- [Records shown]:
====
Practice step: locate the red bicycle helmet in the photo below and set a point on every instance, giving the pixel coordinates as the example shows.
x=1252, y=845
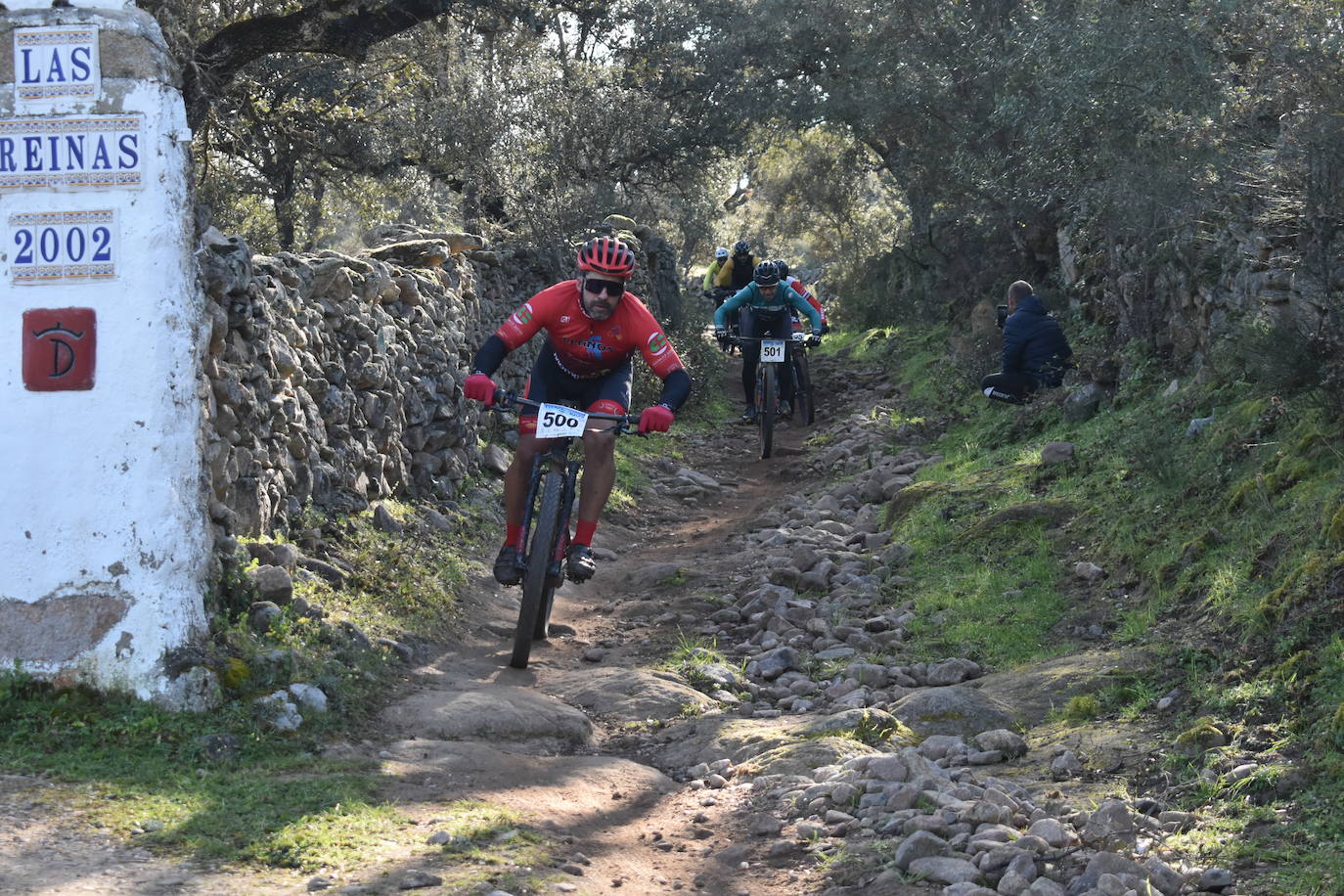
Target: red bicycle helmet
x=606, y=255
====
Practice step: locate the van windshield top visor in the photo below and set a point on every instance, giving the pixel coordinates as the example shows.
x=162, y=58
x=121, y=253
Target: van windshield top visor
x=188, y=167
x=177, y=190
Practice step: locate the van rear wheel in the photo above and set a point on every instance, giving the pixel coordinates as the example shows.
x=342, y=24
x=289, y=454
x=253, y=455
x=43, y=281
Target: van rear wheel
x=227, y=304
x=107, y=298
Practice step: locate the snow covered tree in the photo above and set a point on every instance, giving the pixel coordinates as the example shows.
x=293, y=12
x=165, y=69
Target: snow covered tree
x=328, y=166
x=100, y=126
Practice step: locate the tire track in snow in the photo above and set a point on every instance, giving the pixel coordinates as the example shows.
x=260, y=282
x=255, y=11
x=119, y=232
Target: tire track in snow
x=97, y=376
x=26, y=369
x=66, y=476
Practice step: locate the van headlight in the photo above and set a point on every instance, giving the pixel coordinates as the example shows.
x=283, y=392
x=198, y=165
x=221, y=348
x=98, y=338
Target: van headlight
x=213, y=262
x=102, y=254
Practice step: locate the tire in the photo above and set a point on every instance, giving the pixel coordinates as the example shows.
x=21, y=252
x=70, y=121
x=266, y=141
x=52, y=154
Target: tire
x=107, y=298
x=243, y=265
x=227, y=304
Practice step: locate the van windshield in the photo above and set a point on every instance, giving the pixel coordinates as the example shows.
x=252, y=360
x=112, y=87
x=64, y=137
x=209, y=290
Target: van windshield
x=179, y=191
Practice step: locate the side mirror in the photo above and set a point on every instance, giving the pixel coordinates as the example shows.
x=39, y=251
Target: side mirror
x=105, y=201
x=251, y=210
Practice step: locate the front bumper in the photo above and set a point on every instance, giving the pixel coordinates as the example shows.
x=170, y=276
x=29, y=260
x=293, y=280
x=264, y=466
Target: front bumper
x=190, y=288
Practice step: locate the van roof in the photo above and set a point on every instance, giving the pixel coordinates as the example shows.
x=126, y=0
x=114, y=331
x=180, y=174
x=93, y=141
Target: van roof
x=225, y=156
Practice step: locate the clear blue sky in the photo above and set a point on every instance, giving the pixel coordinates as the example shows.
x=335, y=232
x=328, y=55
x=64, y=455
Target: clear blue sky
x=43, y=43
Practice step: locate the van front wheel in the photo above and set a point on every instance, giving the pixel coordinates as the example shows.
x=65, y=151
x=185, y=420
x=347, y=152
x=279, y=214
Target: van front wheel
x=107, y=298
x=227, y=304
====
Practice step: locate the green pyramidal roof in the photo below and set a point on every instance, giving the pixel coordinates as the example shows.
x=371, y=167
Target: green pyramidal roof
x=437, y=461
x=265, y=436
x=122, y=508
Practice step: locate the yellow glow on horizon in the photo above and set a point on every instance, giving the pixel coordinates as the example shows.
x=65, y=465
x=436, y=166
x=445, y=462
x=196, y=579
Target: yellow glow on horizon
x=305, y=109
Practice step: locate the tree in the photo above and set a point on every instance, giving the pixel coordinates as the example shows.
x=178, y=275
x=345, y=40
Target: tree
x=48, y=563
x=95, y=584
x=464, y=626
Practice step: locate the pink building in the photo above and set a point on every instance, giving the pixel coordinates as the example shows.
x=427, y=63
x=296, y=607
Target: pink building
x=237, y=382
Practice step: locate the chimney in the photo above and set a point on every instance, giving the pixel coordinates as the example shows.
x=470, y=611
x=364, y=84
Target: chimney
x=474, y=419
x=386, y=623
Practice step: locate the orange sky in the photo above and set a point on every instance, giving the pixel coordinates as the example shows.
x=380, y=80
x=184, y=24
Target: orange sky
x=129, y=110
====
- [Work item]: Since only part of the listing is wanted, copy exactly the lines from the one holding "x=260, y=282" to the one holding "x=21, y=252", both included.

- [Task result]:
x=260, y=282
x=255, y=11
x=119, y=232
Target: tire track in snow
x=97, y=376
x=26, y=369
x=66, y=476
Practice step: locate the van headlight in the photo above and set a point on every instance, giving the pixel coordinates as the example shows.
x=283, y=392
x=198, y=165
x=221, y=348
x=98, y=338
Target: van headlight
x=213, y=262
x=102, y=254
Practice step: locate the tire in the photo above and set a point on every instance, giving the pixel coordinates as the example shows.
x=21, y=252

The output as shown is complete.